ENTRIES SHOWN.
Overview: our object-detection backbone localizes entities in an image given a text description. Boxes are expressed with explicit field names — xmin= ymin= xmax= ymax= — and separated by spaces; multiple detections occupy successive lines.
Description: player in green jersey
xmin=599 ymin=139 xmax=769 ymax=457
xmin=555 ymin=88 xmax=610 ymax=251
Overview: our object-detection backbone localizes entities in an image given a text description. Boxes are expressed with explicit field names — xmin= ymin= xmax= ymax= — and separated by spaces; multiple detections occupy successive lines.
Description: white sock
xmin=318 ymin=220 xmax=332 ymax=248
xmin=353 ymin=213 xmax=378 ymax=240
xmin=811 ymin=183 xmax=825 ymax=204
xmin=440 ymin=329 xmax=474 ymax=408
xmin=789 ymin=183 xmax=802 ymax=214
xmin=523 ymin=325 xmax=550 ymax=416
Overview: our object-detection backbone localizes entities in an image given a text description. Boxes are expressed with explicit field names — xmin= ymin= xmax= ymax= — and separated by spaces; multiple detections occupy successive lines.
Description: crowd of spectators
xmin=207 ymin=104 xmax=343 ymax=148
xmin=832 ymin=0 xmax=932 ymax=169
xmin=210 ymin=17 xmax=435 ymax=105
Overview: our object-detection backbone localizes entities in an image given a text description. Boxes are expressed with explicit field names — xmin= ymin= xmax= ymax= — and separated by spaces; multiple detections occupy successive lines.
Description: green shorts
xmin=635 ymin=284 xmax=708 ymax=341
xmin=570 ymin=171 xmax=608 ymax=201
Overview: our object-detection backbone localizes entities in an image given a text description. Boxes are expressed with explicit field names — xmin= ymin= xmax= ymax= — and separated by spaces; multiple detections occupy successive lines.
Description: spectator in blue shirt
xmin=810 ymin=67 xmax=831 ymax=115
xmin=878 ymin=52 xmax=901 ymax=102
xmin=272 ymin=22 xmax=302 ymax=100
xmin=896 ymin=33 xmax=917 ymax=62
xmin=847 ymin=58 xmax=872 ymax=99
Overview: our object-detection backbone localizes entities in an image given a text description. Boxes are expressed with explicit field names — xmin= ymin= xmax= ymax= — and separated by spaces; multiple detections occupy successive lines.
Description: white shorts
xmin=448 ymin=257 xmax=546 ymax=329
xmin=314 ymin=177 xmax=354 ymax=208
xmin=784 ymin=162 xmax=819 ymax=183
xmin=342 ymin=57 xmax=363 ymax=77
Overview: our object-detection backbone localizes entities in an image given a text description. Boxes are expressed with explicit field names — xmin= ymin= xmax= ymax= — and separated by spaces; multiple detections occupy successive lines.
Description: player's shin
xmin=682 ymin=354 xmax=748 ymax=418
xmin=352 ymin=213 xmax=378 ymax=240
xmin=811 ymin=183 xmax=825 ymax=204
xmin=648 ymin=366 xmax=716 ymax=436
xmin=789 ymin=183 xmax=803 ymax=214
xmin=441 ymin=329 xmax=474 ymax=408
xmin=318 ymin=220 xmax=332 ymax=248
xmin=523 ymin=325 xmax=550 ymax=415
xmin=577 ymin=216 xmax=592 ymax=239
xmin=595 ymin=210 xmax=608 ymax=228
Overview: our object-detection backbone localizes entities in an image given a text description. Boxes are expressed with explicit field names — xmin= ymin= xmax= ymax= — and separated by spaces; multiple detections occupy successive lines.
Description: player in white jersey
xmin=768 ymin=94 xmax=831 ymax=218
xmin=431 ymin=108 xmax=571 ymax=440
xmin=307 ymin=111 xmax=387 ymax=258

WORK TASK. In your answer, print every entry exactly as it appears.

RESPONSE TO THE EXERCISE.
Overview: our object-detection backbone localizes entities in an image given a text description. Boxes are expressed with explicit field names — xmin= ymin= xmax= ymax= — and separated by spaces; multiple detections occupy successive lines.
Description: player in green jersey
xmin=599 ymin=139 xmax=769 ymax=457
xmin=555 ymin=88 xmax=610 ymax=251
Overview: our object-detection backbone localizes entities in an image given a text description. Boxes are expressed with explicit field names — xmin= ymin= xmax= ymax= — and separated by spaces; multiple detections occupy successive lines.
Description: white sock
xmin=318 ymin=220 xmax=332 ymax=248
xmin=353 ymin=213 xmax=378 ymax=240
xmin=811 ymin=183 xmax=825 ymax=204
xmin=440 ymin=329 xmax=474 ymax=408
xmin=789 ymin=183 xmax=802 ymax=214
xmin=523 ymin=325 xmax=550 ymax=416
Overview: our object-detection backbone localizes entities in an image given a text description. Boxes are expressed with explicit field names — xmin= ymin= xmax= ymax= — and separated by spaces; multiple detections occupy successive lines.
Description: crowd of spectators
xmin=207 ymin=104 xmax=343 ymax=148
xmin=832 ymin=0 xmax=932 ymax=169
xmin=210 ymin=17 xmax=435 ymax=105
Overview: our object-detection backbone localizes entities in an image given a text description. Boxes are expressed with explicit field names — xmin= ymin= xmax= ymax= — and separated by spaces; multiple detections occupy successive lines.
Description: green shorts
xmin=635 ymin=284 xmax=708 ymax=341
xmin=570 ymin=171 xmax=608 ymax=201
Overview: our object-detection backbone localizes entities in an image given a text description. Boxes are expressed with explicit field names — xmin= ymin= xmax= ymax= — and separated by spaces; multiple detections occupy successive lines.
Description: spectator in blue shirt
xmin=810 ymin=67 xmax=831 ymax=115
xmin=878 ymin=52 xmax=901 ymax=102
xmin=272 ymin=22 xmax=302 ymax=100
xmin=896 ymin=33 xmax=917 ymax=62
xmin=847 ymin=58 xmax=872 ymax=99
Overview: our object-detection backbone localizes entities in an image given a text description. Boxes are expressed with explicit field names — xmin= ymin= xmax= ymax= — and separated by spaces; multiple detections occupy successive lines.
Description: white shorts
xmin=448 ymin=257 xmax=546 ymax=329
xmin=314 ymin=177 xmax=354 ymax=208
xmin=784 ymin=162 xmax=819 ymax=183
xmin=342 ymin=57 xmax=363 ymax=77
Overview: our object-detection backbone localizes entities in an image given a text description. Boxes are expressed with explicit field names — xmin= ymin= xmax= ymax= — and separated by spaces; multiple detections occupy successive lines.
Description: player's shin
xmin=682 ymin=354 xmax=748 ymax=418
xmin=352 ymin=213 xmax=378 ymax=240
xmin=811 ymin=183 xmax=825 ymax=204
xmin=648 ymin=366 xmax=716 ymax=436
xmin=789 ymin=183 xmax=803 ymax=214
xmin=441 ymin=329 xmax=474 ymax=408
xmin=318 ymin=220 xmax=332 ymax=248
xmin=523 ymin=325 xmax=550 ymax=415
xmin=577 ymin=216 xmax=592 ymax=239
xmin=595 ymin=210 xmax=608 ymax=228
Overview: our object-detection backbone localizes entities in an image given a text description. Boxes are expressed with explicit field names — xmin= ymin= xmax= ymax= — and separated by spaces; multiple detections occupy successive lines.
Description: player in white jersey
xmin=768 ymin=94 xmax=831 ymax=218
xmin=431 ymin=108 xmax=571 ymax=440
xmin=307 ymin=111 xmax=387 ymax=258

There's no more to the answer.